* TASK MATERIAL *
= Beginning of Section =

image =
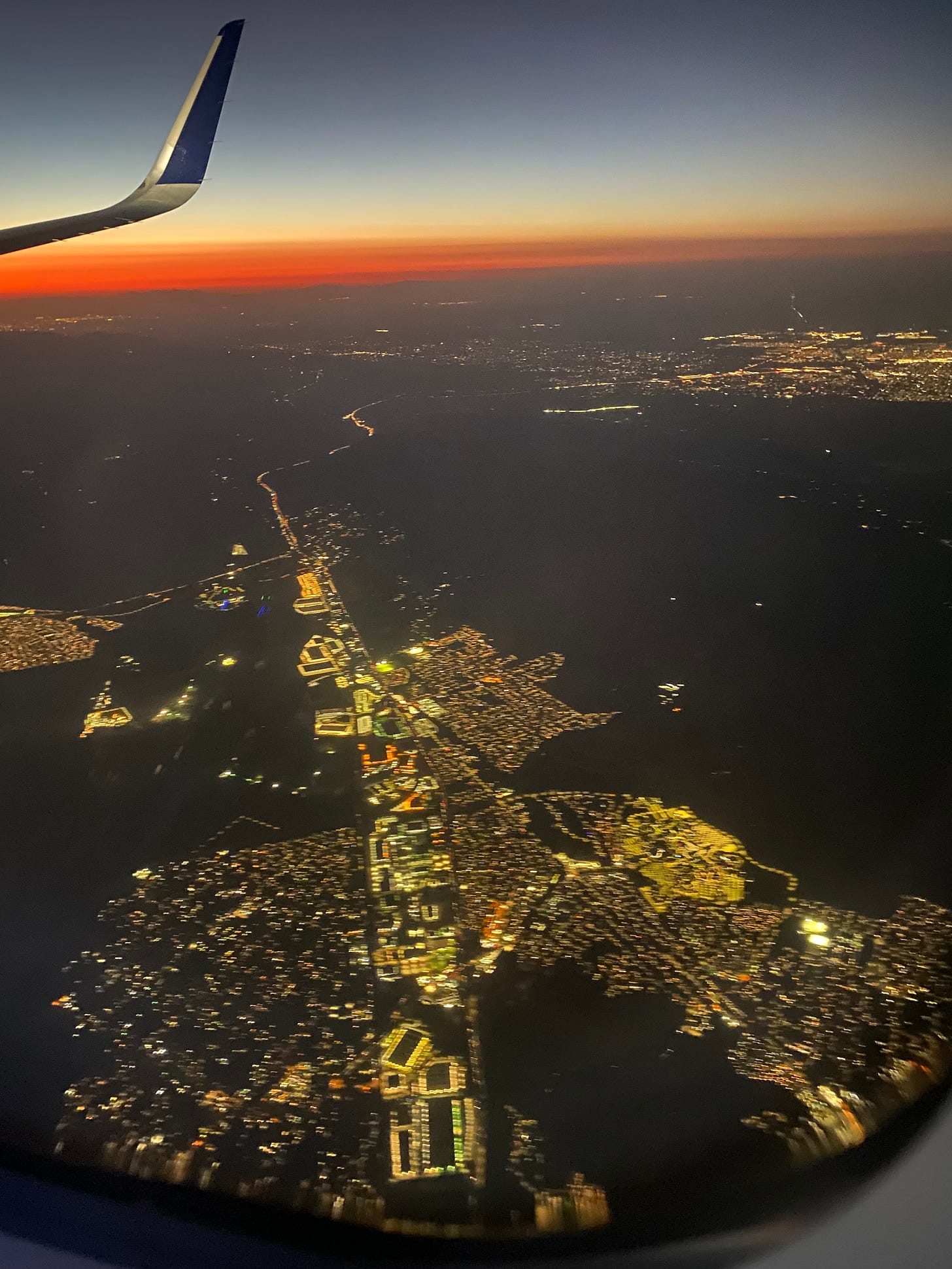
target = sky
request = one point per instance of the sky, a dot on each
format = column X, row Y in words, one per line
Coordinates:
column 367, row 141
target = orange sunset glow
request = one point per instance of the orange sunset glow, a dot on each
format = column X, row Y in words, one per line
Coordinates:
column 102, row 265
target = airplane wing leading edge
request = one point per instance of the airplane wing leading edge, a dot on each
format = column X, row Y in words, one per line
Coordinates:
column 175, row 174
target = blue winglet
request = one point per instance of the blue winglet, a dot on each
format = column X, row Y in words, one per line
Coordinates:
column 194, row 145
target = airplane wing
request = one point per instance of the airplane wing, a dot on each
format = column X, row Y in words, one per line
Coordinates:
column 175, row 174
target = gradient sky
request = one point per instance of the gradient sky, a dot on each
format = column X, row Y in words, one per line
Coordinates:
column 400, row 139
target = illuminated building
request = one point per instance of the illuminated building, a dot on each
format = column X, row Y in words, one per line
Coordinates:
column 105, row 713
column 334, row 722
column 221, row 597
column 578, row 1207
column 28, row 641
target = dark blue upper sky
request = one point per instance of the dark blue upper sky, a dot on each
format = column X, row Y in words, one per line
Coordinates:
column 484, row 120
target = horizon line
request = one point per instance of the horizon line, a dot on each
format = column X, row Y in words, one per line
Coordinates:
column 76, row 268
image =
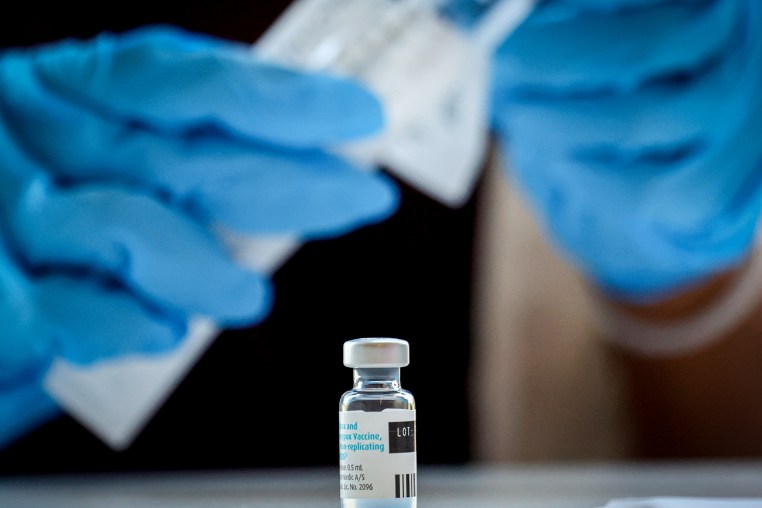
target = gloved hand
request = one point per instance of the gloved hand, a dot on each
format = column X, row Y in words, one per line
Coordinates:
column 119, row 158
column 630, row 126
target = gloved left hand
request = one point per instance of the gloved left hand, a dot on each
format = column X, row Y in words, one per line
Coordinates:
column 120, row 157
column 630, row 125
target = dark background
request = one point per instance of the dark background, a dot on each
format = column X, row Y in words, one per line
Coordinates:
column 268, row 396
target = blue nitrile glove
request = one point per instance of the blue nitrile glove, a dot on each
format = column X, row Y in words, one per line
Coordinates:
column 119, row 159
column 632, row 127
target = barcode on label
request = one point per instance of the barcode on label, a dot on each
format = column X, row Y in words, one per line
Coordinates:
column 404, row 485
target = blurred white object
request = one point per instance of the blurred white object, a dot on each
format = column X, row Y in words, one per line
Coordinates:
column 432, row 79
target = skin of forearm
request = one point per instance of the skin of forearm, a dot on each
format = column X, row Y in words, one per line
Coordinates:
column 701, row 403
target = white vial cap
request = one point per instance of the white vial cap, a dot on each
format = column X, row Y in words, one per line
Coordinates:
column 376, row 353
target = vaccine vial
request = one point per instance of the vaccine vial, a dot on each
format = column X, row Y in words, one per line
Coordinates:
column 377, row 456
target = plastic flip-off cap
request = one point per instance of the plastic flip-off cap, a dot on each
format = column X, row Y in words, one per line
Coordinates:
column 376, row 353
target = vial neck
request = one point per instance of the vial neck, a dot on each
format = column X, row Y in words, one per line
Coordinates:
column 377, row 380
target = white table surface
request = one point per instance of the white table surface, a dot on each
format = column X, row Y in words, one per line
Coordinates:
column 589, row 486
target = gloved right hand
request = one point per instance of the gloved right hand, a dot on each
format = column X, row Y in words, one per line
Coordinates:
column 119, row 158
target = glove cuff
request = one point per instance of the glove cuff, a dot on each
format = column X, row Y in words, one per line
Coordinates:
column 684, row 336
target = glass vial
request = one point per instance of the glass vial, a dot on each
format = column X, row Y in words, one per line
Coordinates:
column 377, row 457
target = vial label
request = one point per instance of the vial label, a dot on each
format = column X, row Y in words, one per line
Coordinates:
column 377, row 456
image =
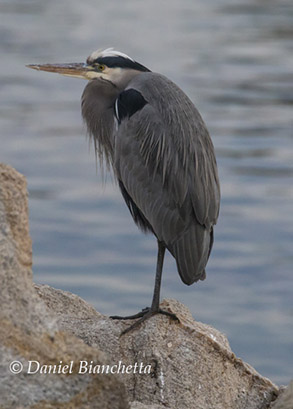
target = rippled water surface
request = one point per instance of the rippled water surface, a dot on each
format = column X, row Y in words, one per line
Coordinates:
column 234, row 59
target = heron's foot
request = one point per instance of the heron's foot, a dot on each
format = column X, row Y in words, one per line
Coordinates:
column 145, row 314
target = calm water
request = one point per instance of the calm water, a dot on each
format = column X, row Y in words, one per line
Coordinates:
column 234, row 59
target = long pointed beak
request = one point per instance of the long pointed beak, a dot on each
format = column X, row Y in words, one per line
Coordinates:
column 77, row 70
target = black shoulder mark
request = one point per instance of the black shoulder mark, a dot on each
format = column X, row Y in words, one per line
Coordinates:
column 128, row 102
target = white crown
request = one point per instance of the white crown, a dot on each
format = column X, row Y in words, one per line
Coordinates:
column 109, row 52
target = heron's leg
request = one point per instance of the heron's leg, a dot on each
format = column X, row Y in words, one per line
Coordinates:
column 158, row 279
column 154, row 309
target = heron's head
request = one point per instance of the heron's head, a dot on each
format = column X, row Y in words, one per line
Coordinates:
column 106, row 65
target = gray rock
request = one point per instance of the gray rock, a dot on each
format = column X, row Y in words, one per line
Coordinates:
column 29, row 330
column 192, row 365
column 183, row 364
column 285, row 400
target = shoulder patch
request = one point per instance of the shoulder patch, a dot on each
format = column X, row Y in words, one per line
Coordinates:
column 128, row 102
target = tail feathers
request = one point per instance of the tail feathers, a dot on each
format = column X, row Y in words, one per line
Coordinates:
column 191, row 251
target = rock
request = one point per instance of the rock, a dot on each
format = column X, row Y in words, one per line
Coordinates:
column 285, row 400
column 192, row 365
column 184, row 364
column 29, row 331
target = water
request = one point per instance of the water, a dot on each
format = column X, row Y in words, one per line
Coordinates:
column 234, row 59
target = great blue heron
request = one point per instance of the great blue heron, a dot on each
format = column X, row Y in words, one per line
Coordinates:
column 162, row 156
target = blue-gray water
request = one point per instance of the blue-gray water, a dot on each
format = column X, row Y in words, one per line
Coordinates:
column 234, row 59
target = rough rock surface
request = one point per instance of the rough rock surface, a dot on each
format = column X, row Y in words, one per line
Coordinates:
column 285, row 399
column 29, row 331
column 192, row 365
column 189, row 364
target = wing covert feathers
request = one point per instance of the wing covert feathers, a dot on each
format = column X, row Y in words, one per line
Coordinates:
column 165, row 159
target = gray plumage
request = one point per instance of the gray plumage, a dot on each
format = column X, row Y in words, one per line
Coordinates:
column 164, row 157
column 151, row 134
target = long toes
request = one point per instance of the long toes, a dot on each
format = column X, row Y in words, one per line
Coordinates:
column 137, row 323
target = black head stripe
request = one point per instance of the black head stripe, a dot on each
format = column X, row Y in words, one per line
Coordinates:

= End of Section =

* PROBLEM DESCRIPTION *
Please output all of the entries above exactly, but without any picture.

* OUTPUT OF THE EXERCISE *
image =
target = sky
request = one point per instance of the sky, a dot on each
format = column X, row Y in words, one per line
Coordinates:
column 367, row 141
target = orange sunset glow
request = one point per instance of the orange sunset glow, a dot on each
format = column X, row Y in words, one per line
Coordinates:
column 102, row 265
target = airplane wing leading edge
request = one point per instance of the airplane wing leading edge, a dot on each
format = column X, row Y in words, one per line
Coordinates:
column 175, row 174
target = blue winglet
request = one point per instance of the blue winglet, a dot on each
format = column X, row Y in words, one per line
Coordinates:
column 194, row 145
target = airplane wing
request = one point per instance of the airplane wing, a dot on each
format = column X, row Y in words, one per line
Coordinates:
column 175, row 174
target = gradient sky
request = one point per instance of the gradient sky, a dot on each
format = column X, row Y in words, one per line
Coordinates:
column 400, row 139
target = illuminated building
request = one point per instance of the illuminated building, a dot on each
format = column X, row Y in words, one per line
Coordinates:
column 105, row 713
column 334, row 722
column 221, row 597
column 578, row 1207
column 28, row 641
target = dark blue upper sky
request = one point per instance of the dark blue upper sky, a dot on each
format = column X, row Y in words, one per line
Coordinates:
column 484, row 120
target = horizon line
request = one point per instance of the horizon line, a dot on each
format = column X, row Y in words, one per line
Coordinates:
column 76, row 268
image =
target = gloved hand
request = one point per instance of the gloved hand, a dot on each
format = column X, row Y in words, one per line
Coordinates:
column 119, row 158
column 630, row 126
target = gloved left hand
request = one point per instance of the gloved left hand, a dot on each
format = column X, row Y in words, one per line
Coordinates:
column 120, row 157
column 630, row 125
target = dark background
request = one point per instance of the dark background, a dot on each
format = column X, row Y in words, one per line
Coordinates:
column 268, row 396
target = blue nitrile glove
request = one point per instance of the blue nitrile glove, a dot on each
format = column X, row Y in words, one per line
Coordinates:
column 119, row 159
column 632, row 127
target = barcode on label
request = one point per instance of the barcode on label, a dot on each
format = column X, row Y in words, one per line
Coordinates:
column 404, row 485
target = blurred white object
request = one point per instance of the blurred white object, a dot on each
format = column X, row Y in words, one per line
Coordinates:
column 432, row 79
target = skin of forearm
request = one point per instance of the skin of forearm, a dot on each
format = column X, row Y in words, one per line
Coordinates:
column 701, row 403
target = white vial cap
request = one point per instance of the white vial cap, a dot on each
format = column X, row Y in words, one per line
Coordinates:
column 376, row 353
target = vaccine vial
request = one point per instance of the vaccine vial, a dot on each
format = column X, row Y in words, one per line
Coordinates:
column 377, row 456
target = plastic flip-off cap
request = one point per instance of the plastic flip-off cap, a dot on each
format = column X, row Y in words, one per line
Coordinates:
column 376, row 353
target = vial neck
request = one point per instance of the vial neck, a dot on each
format = column X, row Y in words, one per line
Coordinates:
column 377, row 380
target = white table surface
request = one point per instance of the white table surface, a dot on each
format = column X, row Y in words, one per line
Coordinates:
column 589, row 486
target = gloved right hand
request = one point per instance of the gloved right hand, a dot on each
format = column X, row Y in words, one per line
Coordinates:
column 119, row 158
target = glove cuff
request = one point per instance of the glove cuff, a dot on each
format = column X, row Y in words, one per line
Coordinates:
column 684, row 336
target = glass vial
request = one point per instance of the glass vial, a dot on each
format = column X, row Y in words, one per line
Coordinates:
column 377, row 457
target = vial label
request = one point per instance of the vial label, a dot on each
format = column X, row Y in words, one per line
Coordinates:
column 377, row 456
image =
target = rippled water surface
request = one point per instance of the rippled water surface, a dot on each
format = column X, row Y in words, one per line
Coordinates:
column 234, row 59
target = heron's foot
request = one point per instance of the heron's foot, a dot on each
format = column X, row Y in words, one per line
Coordinates:
column 145, row 314
target = calm water
request = one point per instance of the calm water, a dot on each
format = column X, row Y in words, one per line
Coordinates:
column 234, row 59
target = long pointed beak
request = one point per instance of the long pointed beak, a dot on each
format = column X, row Y in words, one per line
Coordinates:
column 77, row 70
target = black shoulder mark
request = one point per instance of the black shoulder mark, a dot on each
format = column X, row Y in words, one per line
Coordinates:
column 128, row 102
target = white crown
request = one point per instance of the white crown, a dot on each
format = column X, row Y in words, one per line
Coordinates:
column 109, row 52
target = heron's leg
request = one point per instance of the heron's leg, a dot on each
format = column X, row Y in words, one per line
Coordinates:
column 158, row 279
column 154, row 309
target = heron's head
request = one point per instance of the heron's head, a dot on each
format = column X, row Y in words, one per line
Coordinates:
column 106, row 65
target = gray rock
request = one point per instance of the gray rock, a dot on each
format = column X, row Y in words, one per line
Coordinates:
column 29, row 330
column 192, row 365
column 183, row 364
column 285, row 400
target = shoulder patch
request = one point per instance of the shoulder patch, a dot on each
format = column X, row Y in words, one per line
Coordinates:
column 128, row 102
target = tail feathers
request = one point per instance of the tail feathers, a dot on each
format = column X, row Y in words, one per line
Coordinates:
column 191, row 251
target = rock
request = one point per instance of the rock, a dot on each
format = column X, row Y in words, one per line
Coordinates:
column 285, row 400
column 192, row 365
column 184, row 364
column 29, row 331
target = water
request = one point per instance of the water, a dot on each
format = column X, row Y in words, one per line
Coordinates:
column 234, row 59
target = great blue heron
request = one point per instance of the great blue heron, a dot on each
format = column X, row Y in words, one per line
Coordinates:
column 162, row 156
target = blue-gray water
request = one point per instance of the blue-gray water, a dot on each
format = column X, row Y in words, one per line
Coordinates:
column 234, row 59
target = rough rock surface
request = one point per instance of the rough rock surface, a dot on each
format = column X, row Y in words, one per line
Coordinates:
column 285, row 399
column 29, row 331
column 192, row 365
column 189, row 364
target = wing covert feathers
request = one point per instance of the wing covert feathers, a dot on each
format = column X, row Y in words, one per line
Coordinates:
column 165, row 159
target = gray plumage
request = one point per instance of the gray plumage, a dot on each
format = column X, row Y in words, one per line
Coordinates:
column 164, row 157
column 151, row 134
target = long toes
request = one point per instance of the long toes, a dot on each
format = column X, row Y in words, one per line
Coordinates:
column 137, row 323
target = black head stripe
request = one point per instance of the black head stripe, a dot on each
format = column X, row Y in words, one per line
Coordinates:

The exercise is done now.